■ CHALLENGE
Update the entries below by replacing "even-odd rule" with "nonzero winding rule" wherever it appears. Leave every other line unchanged.

■ DATA PROVIDED
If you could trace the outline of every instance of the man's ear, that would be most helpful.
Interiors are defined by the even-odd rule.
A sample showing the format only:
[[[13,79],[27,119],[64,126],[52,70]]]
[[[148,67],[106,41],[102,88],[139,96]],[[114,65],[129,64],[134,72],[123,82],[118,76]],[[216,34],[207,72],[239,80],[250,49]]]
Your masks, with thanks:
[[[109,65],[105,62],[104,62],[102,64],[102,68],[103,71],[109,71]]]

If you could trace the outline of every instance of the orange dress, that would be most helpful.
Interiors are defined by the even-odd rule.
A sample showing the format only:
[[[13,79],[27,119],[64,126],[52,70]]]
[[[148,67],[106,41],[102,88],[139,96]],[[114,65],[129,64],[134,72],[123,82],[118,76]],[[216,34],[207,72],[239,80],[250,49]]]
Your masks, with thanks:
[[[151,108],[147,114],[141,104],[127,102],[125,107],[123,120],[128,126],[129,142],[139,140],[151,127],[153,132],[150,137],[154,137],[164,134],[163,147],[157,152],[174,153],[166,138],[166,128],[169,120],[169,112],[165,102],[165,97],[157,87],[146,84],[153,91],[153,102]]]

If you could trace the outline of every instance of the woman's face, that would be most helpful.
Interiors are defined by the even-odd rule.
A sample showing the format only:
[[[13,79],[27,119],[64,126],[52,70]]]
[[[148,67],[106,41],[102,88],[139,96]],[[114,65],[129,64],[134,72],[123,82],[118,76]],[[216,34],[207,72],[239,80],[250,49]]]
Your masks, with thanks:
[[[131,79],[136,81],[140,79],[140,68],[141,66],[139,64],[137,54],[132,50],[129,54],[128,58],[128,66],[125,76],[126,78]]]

■ FINAL RESULT
If you could trace the outline of every instance of the man's ear, that would be most helpful.
Interiors are defined by the nonzero winding rule.
A sample showing the format only:
[[[13,79],[27,119],[64,126],[52,70]]]
[[[148,67],[106,41],[102,88],[139,96]],[[114,65],[129,64],[134,72],[123,82],[118,76]],[[216,34],[207,72],[239,80],[250,49]]]
Your masks, with thanks:
[[[109,65],[105,62],[104,62],[102,64],[102,68],[103,71],[109,71]]]

If you could trace the outline of every instance of the orange dress, that would be most helpful.
Interiors are defined by the nonzero winding rule.
A sample showing the format only:
[[[13,79],[27,119],[64,126],[52,70]]]
[[[148,67],[106,41],[102,88],[139,96]],[[114,65],[129,64],[134,72],[123,82],[118,76]],[[216,34],[207,72],[239,80],[250,49]]]
Your masks, with thanks:
[[[151,108],[147,114],[141,104],[127,102],[125,107],[123,120],[128,126],[129,142],[139,140],[151,127],[153,132],[150,137],[154,137],[164,134],[163,147],[157,152],[174,153],[166,138],[166,128],[169,120],[169,112],[165,102],[165,97],[157,87],[146,84],[153,91],[153,102]]]

If you could trace the outline of every instance of the woman's face, that would be most helpful.
Interiors are defined by the nonzero winding rule.
A sample showing the format only:
[[[13,79],[27,119],[64,126],[52,70]]]
[[[148,67],[106,41],[102,88],[139,96]],[[114,65],[129,64],[134,72],[123,82],[118,76]],[[216,34],[207,72],[239,80],[250,49]]]
Your masks, with thanks:
[[[131,79],[136,81],[140,79],[140,68],[141,66],[139,64],[137,54],[132,50],[129,54],[128,58],[128,66],[125,76],[126,78]]]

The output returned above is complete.